Point localization data:
▬▬▬▬▬▬

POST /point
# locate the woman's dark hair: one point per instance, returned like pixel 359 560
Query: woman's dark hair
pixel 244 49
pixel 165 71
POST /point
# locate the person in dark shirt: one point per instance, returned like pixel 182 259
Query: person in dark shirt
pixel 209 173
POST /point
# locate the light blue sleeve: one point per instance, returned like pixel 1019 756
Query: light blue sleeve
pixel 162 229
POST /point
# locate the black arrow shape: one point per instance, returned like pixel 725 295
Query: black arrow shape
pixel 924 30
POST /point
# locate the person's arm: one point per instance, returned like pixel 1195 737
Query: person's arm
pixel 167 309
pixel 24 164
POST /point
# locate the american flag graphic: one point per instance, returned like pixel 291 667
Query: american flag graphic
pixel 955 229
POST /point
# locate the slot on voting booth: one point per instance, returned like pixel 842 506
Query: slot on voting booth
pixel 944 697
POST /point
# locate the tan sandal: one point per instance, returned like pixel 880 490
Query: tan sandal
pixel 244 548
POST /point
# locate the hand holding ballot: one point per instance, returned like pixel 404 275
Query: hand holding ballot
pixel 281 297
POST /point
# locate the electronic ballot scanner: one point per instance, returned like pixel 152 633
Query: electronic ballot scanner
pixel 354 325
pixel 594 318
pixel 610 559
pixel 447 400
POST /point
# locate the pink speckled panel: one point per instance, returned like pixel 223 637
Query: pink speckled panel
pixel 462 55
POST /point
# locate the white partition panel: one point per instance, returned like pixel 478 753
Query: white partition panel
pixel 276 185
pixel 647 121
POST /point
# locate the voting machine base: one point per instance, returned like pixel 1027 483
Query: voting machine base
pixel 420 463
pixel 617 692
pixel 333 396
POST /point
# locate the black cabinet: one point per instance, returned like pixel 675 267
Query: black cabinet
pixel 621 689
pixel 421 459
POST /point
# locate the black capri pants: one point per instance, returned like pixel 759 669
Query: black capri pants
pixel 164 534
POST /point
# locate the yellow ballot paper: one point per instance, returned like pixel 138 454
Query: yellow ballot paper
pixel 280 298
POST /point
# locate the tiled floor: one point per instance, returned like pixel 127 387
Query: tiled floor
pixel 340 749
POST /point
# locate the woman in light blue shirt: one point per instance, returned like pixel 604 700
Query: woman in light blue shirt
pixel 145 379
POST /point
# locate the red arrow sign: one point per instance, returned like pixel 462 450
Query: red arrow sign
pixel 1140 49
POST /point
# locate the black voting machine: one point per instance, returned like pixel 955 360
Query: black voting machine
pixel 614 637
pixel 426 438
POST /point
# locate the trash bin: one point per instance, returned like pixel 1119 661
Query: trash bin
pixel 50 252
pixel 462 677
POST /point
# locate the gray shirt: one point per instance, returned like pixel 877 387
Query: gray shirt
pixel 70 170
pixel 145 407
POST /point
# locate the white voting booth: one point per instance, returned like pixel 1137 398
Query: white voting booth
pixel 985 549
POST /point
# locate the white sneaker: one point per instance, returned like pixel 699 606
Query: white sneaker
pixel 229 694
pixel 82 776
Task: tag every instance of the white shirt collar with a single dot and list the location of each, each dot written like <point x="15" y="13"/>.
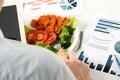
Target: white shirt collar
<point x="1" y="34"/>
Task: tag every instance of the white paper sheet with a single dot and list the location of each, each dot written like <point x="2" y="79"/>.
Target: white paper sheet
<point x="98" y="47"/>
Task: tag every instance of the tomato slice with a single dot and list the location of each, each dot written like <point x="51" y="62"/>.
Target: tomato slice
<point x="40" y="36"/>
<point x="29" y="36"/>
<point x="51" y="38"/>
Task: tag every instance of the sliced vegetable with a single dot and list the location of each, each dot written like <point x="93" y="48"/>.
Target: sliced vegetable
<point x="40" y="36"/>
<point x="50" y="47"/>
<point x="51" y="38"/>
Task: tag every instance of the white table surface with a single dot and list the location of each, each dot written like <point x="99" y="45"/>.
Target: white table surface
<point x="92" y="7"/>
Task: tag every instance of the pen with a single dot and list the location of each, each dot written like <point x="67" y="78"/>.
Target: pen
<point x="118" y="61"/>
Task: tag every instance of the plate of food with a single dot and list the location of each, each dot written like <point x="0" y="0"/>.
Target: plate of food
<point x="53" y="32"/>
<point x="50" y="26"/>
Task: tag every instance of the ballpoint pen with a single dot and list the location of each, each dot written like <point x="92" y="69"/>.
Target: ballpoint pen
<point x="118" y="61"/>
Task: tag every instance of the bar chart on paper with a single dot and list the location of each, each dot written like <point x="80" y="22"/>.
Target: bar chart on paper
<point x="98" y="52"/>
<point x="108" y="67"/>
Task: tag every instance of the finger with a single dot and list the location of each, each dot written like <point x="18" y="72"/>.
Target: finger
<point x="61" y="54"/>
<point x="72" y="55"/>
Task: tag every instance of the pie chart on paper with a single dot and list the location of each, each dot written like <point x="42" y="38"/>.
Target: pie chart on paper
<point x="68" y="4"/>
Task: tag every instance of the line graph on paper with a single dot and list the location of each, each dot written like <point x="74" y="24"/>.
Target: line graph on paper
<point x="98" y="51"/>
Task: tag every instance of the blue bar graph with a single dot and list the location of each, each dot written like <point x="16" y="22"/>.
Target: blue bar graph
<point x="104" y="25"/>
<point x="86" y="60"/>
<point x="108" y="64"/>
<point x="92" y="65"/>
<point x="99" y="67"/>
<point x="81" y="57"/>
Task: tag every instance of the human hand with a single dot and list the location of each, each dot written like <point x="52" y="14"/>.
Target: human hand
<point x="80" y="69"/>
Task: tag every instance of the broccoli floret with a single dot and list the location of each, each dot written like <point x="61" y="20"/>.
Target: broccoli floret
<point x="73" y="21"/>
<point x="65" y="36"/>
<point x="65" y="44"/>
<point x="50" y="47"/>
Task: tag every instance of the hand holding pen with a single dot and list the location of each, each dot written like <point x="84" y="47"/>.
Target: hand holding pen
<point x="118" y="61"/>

▬▬▬▬▬▬

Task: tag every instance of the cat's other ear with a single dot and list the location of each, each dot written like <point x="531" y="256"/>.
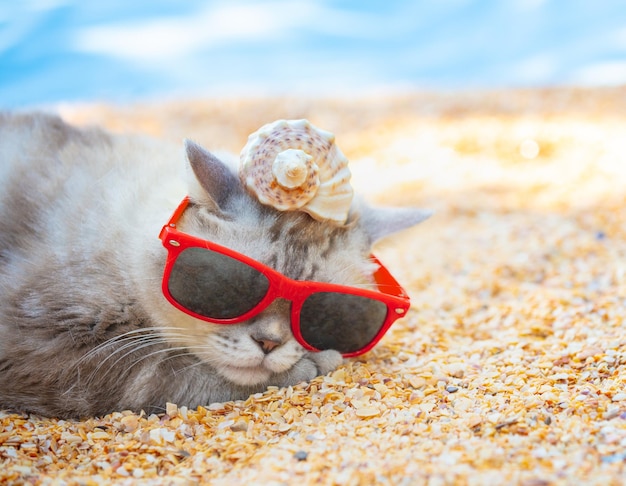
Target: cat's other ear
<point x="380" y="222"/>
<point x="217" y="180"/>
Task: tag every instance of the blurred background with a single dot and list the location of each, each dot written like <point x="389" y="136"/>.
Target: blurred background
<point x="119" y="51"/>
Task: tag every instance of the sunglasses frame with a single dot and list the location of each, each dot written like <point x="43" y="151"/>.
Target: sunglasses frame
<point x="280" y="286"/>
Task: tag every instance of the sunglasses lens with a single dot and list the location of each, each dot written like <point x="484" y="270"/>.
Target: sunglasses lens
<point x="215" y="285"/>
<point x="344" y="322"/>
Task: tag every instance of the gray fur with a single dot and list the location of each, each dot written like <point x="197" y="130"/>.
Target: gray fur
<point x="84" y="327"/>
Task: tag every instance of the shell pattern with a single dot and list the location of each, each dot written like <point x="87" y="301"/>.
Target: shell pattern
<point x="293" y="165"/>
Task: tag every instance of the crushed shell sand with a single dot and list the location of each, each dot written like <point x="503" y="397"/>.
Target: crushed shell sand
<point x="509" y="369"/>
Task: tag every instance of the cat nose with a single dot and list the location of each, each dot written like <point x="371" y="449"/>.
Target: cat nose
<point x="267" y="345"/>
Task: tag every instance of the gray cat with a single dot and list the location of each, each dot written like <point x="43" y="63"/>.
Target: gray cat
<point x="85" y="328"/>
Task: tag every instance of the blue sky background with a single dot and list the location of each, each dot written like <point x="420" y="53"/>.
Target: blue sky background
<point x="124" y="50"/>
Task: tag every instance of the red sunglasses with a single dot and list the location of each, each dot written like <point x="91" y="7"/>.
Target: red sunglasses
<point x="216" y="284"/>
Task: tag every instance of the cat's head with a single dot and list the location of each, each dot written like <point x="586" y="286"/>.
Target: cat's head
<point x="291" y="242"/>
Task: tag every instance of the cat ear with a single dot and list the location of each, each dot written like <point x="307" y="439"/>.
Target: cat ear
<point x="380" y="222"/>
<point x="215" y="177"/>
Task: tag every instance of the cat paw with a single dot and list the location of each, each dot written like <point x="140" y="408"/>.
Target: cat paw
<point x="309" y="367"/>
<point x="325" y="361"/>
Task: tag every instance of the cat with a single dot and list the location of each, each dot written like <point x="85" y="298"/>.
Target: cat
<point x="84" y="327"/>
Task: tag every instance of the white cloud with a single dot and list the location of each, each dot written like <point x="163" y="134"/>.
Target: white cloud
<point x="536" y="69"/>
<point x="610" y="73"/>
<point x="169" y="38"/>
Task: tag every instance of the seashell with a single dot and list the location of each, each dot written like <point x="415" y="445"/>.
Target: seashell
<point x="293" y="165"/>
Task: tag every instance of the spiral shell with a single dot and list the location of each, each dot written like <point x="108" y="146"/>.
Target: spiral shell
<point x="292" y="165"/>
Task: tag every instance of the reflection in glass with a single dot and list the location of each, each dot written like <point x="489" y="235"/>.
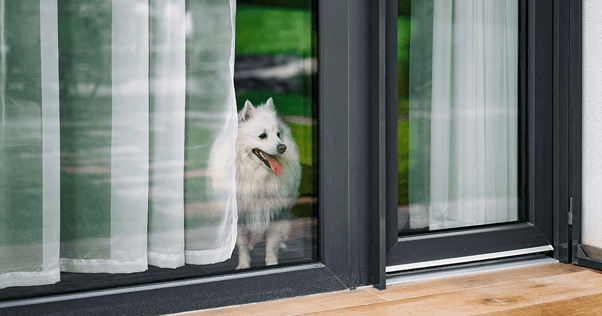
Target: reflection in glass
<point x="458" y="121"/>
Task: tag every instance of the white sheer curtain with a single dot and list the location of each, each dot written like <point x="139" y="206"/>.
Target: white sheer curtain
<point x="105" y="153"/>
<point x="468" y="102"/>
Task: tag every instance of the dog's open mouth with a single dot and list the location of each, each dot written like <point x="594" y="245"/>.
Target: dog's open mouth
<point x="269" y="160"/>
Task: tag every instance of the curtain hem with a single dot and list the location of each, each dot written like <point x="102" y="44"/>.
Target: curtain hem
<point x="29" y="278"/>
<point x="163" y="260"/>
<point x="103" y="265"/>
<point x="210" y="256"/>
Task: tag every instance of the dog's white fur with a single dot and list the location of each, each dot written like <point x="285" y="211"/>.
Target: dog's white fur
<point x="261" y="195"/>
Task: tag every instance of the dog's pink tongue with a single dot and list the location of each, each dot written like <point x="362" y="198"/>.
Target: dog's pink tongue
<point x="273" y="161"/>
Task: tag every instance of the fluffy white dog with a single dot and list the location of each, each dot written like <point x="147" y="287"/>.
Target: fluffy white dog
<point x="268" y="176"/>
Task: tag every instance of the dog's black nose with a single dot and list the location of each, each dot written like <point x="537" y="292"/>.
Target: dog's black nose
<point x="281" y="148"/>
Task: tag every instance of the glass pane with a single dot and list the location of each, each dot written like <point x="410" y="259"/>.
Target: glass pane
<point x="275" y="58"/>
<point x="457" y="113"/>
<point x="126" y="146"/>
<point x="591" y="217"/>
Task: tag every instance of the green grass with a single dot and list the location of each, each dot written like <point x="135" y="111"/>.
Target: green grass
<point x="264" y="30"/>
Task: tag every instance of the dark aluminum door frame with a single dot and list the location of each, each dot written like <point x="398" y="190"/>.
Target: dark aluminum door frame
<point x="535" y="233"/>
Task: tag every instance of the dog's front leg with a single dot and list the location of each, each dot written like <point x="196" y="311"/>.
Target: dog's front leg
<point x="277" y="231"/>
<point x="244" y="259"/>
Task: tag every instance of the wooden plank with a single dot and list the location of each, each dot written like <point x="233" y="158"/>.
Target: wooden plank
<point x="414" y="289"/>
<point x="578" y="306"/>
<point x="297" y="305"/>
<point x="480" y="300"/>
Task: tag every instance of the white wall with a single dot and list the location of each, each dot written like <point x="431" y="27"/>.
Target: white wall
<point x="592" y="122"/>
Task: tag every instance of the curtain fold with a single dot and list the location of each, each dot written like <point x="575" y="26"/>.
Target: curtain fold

▬▬▬▬▬▬

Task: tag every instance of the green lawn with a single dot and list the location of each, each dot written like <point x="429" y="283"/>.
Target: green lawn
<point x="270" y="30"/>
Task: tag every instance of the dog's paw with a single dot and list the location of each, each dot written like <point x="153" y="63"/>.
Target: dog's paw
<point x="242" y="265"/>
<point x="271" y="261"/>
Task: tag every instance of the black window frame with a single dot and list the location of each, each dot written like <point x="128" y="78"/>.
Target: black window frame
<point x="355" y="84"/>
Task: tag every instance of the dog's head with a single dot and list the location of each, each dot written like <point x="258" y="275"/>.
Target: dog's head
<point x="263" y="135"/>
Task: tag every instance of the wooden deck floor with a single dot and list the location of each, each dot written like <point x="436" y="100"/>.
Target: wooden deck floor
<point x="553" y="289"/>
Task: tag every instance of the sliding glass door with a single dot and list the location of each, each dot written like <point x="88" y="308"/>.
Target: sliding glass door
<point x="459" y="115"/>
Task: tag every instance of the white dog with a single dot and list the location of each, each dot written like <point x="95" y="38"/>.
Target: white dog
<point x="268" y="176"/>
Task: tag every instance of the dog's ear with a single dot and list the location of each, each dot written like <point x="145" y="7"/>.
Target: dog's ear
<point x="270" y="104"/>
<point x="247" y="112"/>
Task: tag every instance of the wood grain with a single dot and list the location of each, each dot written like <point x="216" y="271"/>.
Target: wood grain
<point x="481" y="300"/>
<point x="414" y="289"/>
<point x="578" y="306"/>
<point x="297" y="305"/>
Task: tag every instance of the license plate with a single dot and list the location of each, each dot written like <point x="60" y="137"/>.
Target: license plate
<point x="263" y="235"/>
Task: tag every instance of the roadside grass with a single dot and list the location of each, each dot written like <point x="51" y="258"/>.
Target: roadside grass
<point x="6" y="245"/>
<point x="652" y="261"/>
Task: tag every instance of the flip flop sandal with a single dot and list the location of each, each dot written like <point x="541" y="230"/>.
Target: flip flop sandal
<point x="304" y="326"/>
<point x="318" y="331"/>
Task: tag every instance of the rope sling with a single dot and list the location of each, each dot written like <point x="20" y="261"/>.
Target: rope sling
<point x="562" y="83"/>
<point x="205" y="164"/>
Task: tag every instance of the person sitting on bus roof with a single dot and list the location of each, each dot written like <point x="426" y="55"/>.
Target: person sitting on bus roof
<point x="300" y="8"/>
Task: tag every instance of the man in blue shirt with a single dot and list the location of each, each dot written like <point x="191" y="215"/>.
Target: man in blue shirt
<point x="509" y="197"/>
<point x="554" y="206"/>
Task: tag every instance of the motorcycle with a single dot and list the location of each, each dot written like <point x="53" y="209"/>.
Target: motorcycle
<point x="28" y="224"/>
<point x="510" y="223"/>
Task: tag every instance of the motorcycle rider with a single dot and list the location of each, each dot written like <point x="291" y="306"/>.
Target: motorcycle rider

▬▬▬▬▬▬

Your instructions: Check the records above and copy each line that has the string "fold".

Solution for this task:
Task: tag every instance of the curtain fold with a single dot and list the location of each, each dot written like <point x="575" y="26"/>.
Target: curtain fold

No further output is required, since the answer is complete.